EXERCISE INSTRUCTIONS => Your answer must match the data word for word.

[Collection entries]

****

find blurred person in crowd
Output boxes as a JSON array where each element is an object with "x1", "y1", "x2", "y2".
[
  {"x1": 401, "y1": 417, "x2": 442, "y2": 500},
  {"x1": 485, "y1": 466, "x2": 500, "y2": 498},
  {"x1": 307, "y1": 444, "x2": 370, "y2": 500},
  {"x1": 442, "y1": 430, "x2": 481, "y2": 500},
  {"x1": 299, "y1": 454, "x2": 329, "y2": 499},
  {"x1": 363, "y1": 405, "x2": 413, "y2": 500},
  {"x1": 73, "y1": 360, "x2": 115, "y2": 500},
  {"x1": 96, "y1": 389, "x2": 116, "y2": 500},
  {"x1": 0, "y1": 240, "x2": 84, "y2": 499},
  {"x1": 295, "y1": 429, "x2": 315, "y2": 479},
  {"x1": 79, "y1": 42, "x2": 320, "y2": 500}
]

****

RESPONSE BOX =>
find blurred person in crowd
Output boxes as a JSON array where each element is an object with "x1", "y1", "x2", "y2".
[
  {"x1": 401, "y1": 417, "x2": 442, "y2": 500},
  {"x1": 485, "y1": 466, "x2": 500, "y2": 498},
  {"x1": 307, "y1": 444, "x2": 370, "y2": 500},
  {"x1": 442, "y1": 430, "x2": 481, "y2": 500},
  {"x1": 299, "y1": 454, "x2": 329, "y2": 499},
  {"x1": 363, "y1": 405, "x2": 413, "y2": 500},
  {"x1": 73, "y1": 360, "x2": 115, "y2": 500},
  {"x1": 96, "y1": 389, "x2": 116, "y2": 500},
  {"x1": 0, "y1": 240, "x2": 84, "y2": 499},
  {"x1": 295, "y1": 429, "x2": 315, "y2": 479},
  {"x1": 79, "y1": 42, "x2": 320, "y2": 500}
]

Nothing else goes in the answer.